Medidas polêmicas propostas nos três campos afetam de forma clara a vida do trabalhado — por Jaqueline Suarez, Letícia Sabbatini e Tiago Bruno
Desde que assumiu o governo, em abril de 2016, Michel Temer (PMDB) vem propondo uma série de medidas para transformar o funcionamento e o investimento em diversos setores públicos, começando pela Educação e Saúde . No final do ano passado, as mudanças chegaram ao campo do trabalho, através da Lei da Terceirização e das Reformas Trabalhista e da Previdência. As propostas, que propõem, em conjunto, remodelar as relações de trabalho, tramitam em tempo recorde. Entre os argumentos do Governo Federal está a recuperação econômica do país, na qual as reformas são vistas como salva-vidas financeiro do Brasil.
Entretanto o pacote ganhou freio quando áudios de uma ligação telefônica entre Temer e o empresário Joesley Batista, da JBS, vazaram na imprensa. Mesmo com a tentativa do governo em dar ar de normalidade no processo, foi notável que as medidas perderam o fôlego. A base de Temer já não parece mais tão estável e o presidente responde agora pelo crime de corrupção passiva no STF (Supremo Tribunal Federal).
A reforma trabalhista, rapidamente aprovada na Câmara dos Deputados, chegou ao Senado Federal no final de abril de 2017, foi aprovada no último dia 11 de julho e sancionada no dia 13, pelo presidente Michel Temer.
Na Câmara, os deputados ainda discutem modificações ao texto original da Reforma da Previdência. Temendo não ter o apoio necessário para aprová-la, o Governo Federal estuda outras soluções para driblar o processo regular e inserir as mudanças através da legislação complementar ordinária. Na prática, isso reduziria para maioria simples a quantidade de votos necessários para sua aprovação.
Até mesmo a Lei da Terceirização, sancionada por Temer em março, tem sentido os impactos da crise política. No último dia 26, o procurador-geral da República, Rodrigo Janot, ajuizou uma ação no STF, alegando a inconstitucionalidade do projeto. Caso seja julgado inconstitucional, o projeto poderá ser revertido.
Enquanto isso, nas ruas, movimentos sociais, sindicatos, trabalhadores e estudantes tentam pressionar os parlamentares e barrar o avanço das reformas. Apenas este ano, duas paralisações gerais já foram organizadas em todo o país, a última no dia 30 de junho. Além da greve geral, diversos protestos vêm sendo organizados regularmente de norte a sul do Brasil, como forma de lutar contra o pacote de reformas e pela saída de Michel Temer da presidência.
Reforma Trabalhista: direitos em risco
A Reforma Trabalhista, a primeira a ser sancionada, entrará em vigor daqui a quatro meses, conforme previsto na nova legislação. Desde que surgiu, foi palco de rejeição popular, ganhou as manchetes dos jornais, as rodas de conversa e motivou manifestações por todo país, deixando exposta a insatisfação da maior parte dos brasileiros. Insatisfação esta que pode ser mensurada na enquete disponível no site do Senado Federal. Até o dia 05 de junho, mais de 180 mil pessoas haviam participado, das quais pouco mais de 167 mil diziam-se contrárias a essa reforma.

Itens de dados
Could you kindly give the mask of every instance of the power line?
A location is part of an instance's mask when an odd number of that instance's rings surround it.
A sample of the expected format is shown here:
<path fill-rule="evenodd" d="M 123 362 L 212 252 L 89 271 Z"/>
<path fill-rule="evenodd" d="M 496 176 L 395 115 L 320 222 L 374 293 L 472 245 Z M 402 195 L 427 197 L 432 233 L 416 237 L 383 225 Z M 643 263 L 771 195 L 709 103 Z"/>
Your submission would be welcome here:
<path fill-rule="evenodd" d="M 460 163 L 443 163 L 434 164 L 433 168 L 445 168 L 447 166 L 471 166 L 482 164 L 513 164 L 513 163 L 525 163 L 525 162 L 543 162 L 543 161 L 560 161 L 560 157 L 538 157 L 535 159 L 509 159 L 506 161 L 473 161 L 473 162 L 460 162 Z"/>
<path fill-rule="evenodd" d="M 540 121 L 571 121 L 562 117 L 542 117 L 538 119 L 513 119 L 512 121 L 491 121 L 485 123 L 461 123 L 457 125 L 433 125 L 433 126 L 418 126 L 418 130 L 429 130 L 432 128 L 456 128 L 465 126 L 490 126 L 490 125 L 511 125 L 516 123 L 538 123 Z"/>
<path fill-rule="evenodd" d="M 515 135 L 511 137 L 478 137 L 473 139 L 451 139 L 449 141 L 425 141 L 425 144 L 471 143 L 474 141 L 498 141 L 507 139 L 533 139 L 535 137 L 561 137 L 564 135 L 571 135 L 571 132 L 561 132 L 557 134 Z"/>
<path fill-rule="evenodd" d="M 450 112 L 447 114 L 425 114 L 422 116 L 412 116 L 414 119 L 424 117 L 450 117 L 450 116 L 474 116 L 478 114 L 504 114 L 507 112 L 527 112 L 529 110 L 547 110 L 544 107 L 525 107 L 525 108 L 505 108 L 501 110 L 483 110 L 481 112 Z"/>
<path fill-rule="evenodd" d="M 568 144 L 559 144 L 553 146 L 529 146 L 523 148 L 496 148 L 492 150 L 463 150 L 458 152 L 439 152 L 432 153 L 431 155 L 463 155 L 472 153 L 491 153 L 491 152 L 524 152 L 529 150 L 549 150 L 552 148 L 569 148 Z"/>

Exercícios ->
[1] Segundo o texto sobre as reformas do governo Temer, quais grupos tentam pressionar os parlamentares nas ruas para barrar o avanço das reformas? Liste todos.
[2] Dê continuidade ao texto sobre as reformas do governo Temer a partir do ponto em que ele termina.

Respostas a seguir ->
[1] Movimentos sociais, sindicatos, trabalhadores e estudantes.

[2]
Para grande parte dos trabalhadores e sindicatos, a Reforma Trabalhista representa perda de direitos. Um dos pontos centrais da proposta é permitir a sobreposição de acordos coletivos e individuais à lei. Na prática, significa que as empresas vão ter liberdade para negociar com os empregados as condições de trabalho e remuneração, mesmo que estas contrariem a legislação.
“A coisa mais perversa que tem nessa reforma é que vai ficar valendo o acordo sobre o legislado. Ou seja, você vai estar trabalhando em uma empresa e se essa empresa está passando por dificuldades financeiras e propõe o não pagamento do 13º e mais algum outro tipo de corte, ela vai propor uma assembleia e os trabalhadores vão decidir se aceitam ou não. E se não aceitarem, possivelmente, vão ser mandados embora e, obviamente, eles vão aceitar na pressão”, explica Paulo Guimarães, membro do sindicato dos engenheiros.
Nas palavras do Governo Federal e de parlamentares a favor do projeto, essa flexibilização traria benefícios ao trabalhador, mas na prática esse efeito tende a ser o oposto, como explicou o ministro do TST (Tribunal Superior do Trabalho) Maurício Godinho à Agência Brasil.
“A reforma, como todos sabem, é bastante larga, profunda e é uma reforma que, com todo respeito, retira muitos direitos, mas com uma inteligência, com uma sagacidade sem par. Ela não faz a retirada automática. Ela permite que os direitos sejam retirados na prática. Então, aqueles que dizem que não há retirada de direito também não estão cometendo inverdades. Os direitos não estão exatamente todos sendo retirados. Poderão ser retirados no dia a dia da relação de emprego”, argumenta Guimarães.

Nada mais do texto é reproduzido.